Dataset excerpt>

#####

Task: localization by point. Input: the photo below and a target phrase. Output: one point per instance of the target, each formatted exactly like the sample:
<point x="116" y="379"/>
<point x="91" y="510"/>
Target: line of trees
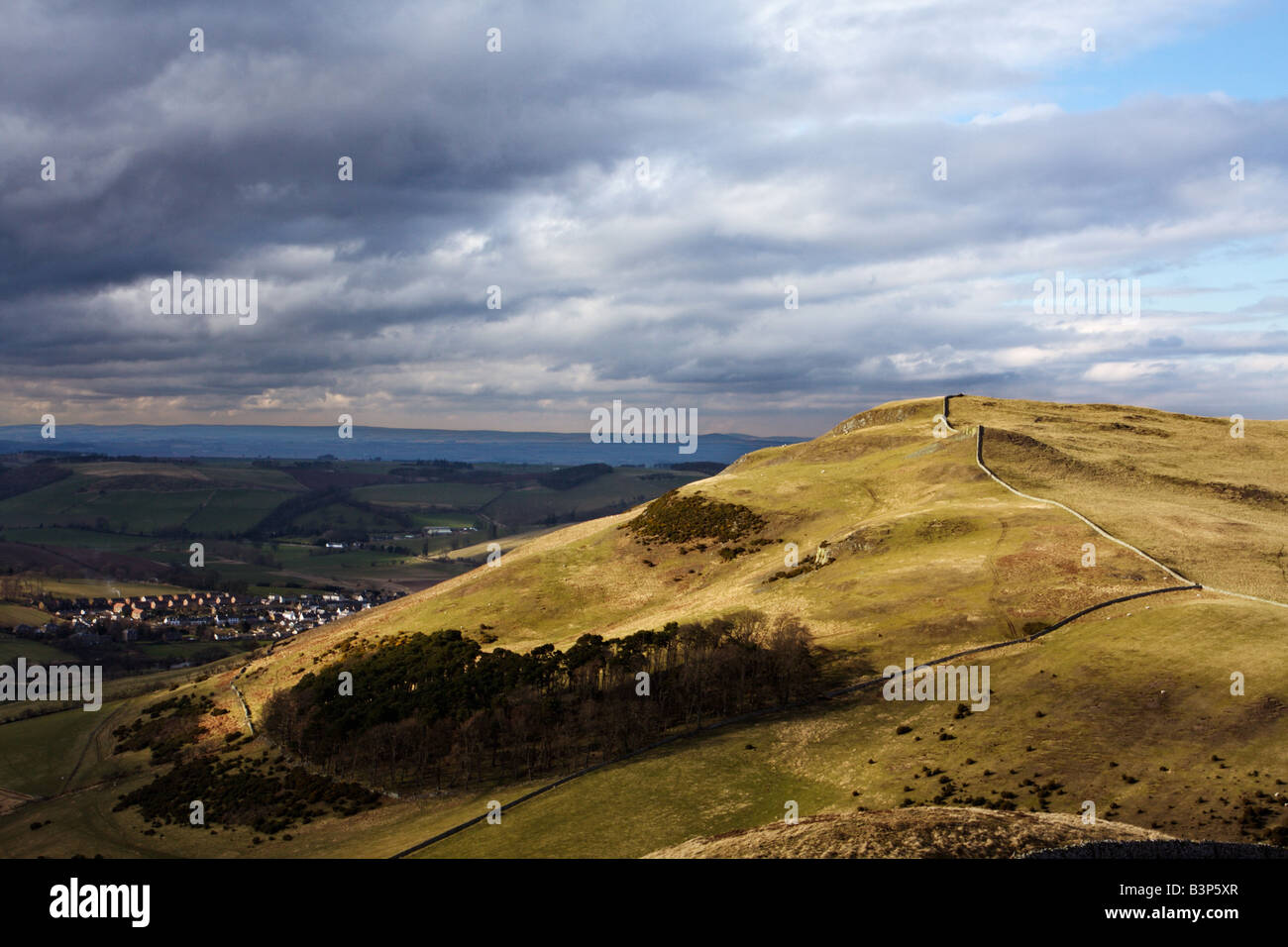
<point x="437" y="710"/>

#####

Problem> Reproduce every line of the material above character for character, omitting the picture.

Result for this exercise>
Task: localization by point. Input: the photo below and a target phrase. Output: one point per instance of the target, each formatted exactly like the sample:
<point x="116" y="379"/>
<point x="91" y="510"/>
Target: line of trees
<point x="437" y="710"/>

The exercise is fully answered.